# Aufgabenstellung:
1. Welche Funktion hat Stephanie Becker-Vieten laut dem Auszug?
2. Ersetze in den Einträgen von der Zeile mit „of the railing“ bis einschließlich der Zeile mit „[[162, 67]]“ jedes „railing post“ durch „handrail post“ und gib nur diesen Abschnitt wieder, sonst unverändert.

+++ Auszug +++

Dreh- und Angelpunkt: die Methode "Marte Meo" der Niederländerin Maria Aarts. Sie fördert einen wertschätzenden Umgang mit Personen, auch bei herausfordernden Situationen. Dabei leitet ein Fokus auf die Fähigkeiten des Gegenübers. Der Mensch, um den es geht, behält die Hoheit über das, was mit ihm geschieht, fühlt sich verstanden und gestaltet mit.
Drei Motoren für das Netzwerk „Demenzfreundliches Schiefbahn mit Marte Meo“: Einrichtungsleiter Christoph Venedey (l.), Stephanie Becker-Vieten (beide Hubertusstift) und Manfred Hendricks, Mitglied des Seniorenbeirats der Stadt Willich.Thomas Hohenschue
Dass ein solches achtsames Vorgehen gut geht, dass es sogar Zeit und Nerven spart, ist ein Lernprozess, der manche Gewohnheiten und Bedenken überwinden muss. Das war und ist kein Spaziergang, berichten Einrichtungsleiter Christoph Venedey und Stephanie Becker-Vieten, Leiterin des Sozialen Dienstes. Wer mitgeht, empfindet Marte Meo als hilfreich und bereichernd.
Ein Thema, das alle Familien und Vereine betrifft
Aus Überzeugung haben die beiden noch eine kräftige Schippe draufgelegt. Warum soll nur das Hubertusstift ein besseres Verständnis vom richtigen Umgang mit Menschen mit Demenz haben? Wäre es nicht gut, wenn der ganze Stadtteil sensibilisiert wird und so die Angehörigen und die betroffenen Menschen aus Isolation und Überforderung herausgeholt werden?

+++ Arbeitsmaterial +++

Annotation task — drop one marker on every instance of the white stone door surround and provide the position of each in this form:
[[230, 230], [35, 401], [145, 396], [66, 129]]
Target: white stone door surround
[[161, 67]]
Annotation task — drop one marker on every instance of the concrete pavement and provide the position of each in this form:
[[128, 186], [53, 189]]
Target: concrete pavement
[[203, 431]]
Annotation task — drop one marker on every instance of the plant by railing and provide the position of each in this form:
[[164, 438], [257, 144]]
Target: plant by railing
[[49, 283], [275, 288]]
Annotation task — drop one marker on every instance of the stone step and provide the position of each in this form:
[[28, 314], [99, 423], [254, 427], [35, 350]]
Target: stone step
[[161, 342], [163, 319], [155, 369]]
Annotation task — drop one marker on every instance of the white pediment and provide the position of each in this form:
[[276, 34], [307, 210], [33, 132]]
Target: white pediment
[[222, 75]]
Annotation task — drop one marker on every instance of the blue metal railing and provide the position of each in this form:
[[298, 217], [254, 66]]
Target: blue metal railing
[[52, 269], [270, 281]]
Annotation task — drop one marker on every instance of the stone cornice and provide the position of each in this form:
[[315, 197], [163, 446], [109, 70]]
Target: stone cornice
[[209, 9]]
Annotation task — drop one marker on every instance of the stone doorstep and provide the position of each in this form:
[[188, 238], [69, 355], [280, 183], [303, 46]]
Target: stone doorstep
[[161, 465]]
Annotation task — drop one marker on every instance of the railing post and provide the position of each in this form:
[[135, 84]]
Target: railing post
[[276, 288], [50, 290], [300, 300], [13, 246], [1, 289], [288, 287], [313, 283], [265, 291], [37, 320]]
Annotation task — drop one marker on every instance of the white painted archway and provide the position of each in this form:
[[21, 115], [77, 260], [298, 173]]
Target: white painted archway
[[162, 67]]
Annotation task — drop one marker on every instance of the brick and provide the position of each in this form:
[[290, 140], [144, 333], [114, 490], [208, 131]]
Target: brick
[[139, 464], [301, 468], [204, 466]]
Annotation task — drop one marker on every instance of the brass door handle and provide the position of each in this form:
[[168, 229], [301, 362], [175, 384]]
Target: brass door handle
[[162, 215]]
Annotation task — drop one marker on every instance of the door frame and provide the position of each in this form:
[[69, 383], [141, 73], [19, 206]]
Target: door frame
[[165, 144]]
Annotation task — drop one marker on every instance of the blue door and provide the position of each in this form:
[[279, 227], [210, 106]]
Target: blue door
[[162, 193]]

+++

# Lösungen:
1. Sie ist Leiterin des Sozialen Dienstes.

2.
Annotation task — drop one marker on every instance of the handrail post and provide the position of each in this form:
[[135, 84]]
Target: handrail post
[[276, 288], [50, 290], [300, 300], [13, 246], [1, 289], [288, 287], [313, 283], [265, 291], [37, 320]]
Annotation task — drop one marker on every instance of the white painted archway and provide the position of each in this form:
[[21, 115], [77, 260], [298, 173]]
Target: white painted archway
[[162, 67]]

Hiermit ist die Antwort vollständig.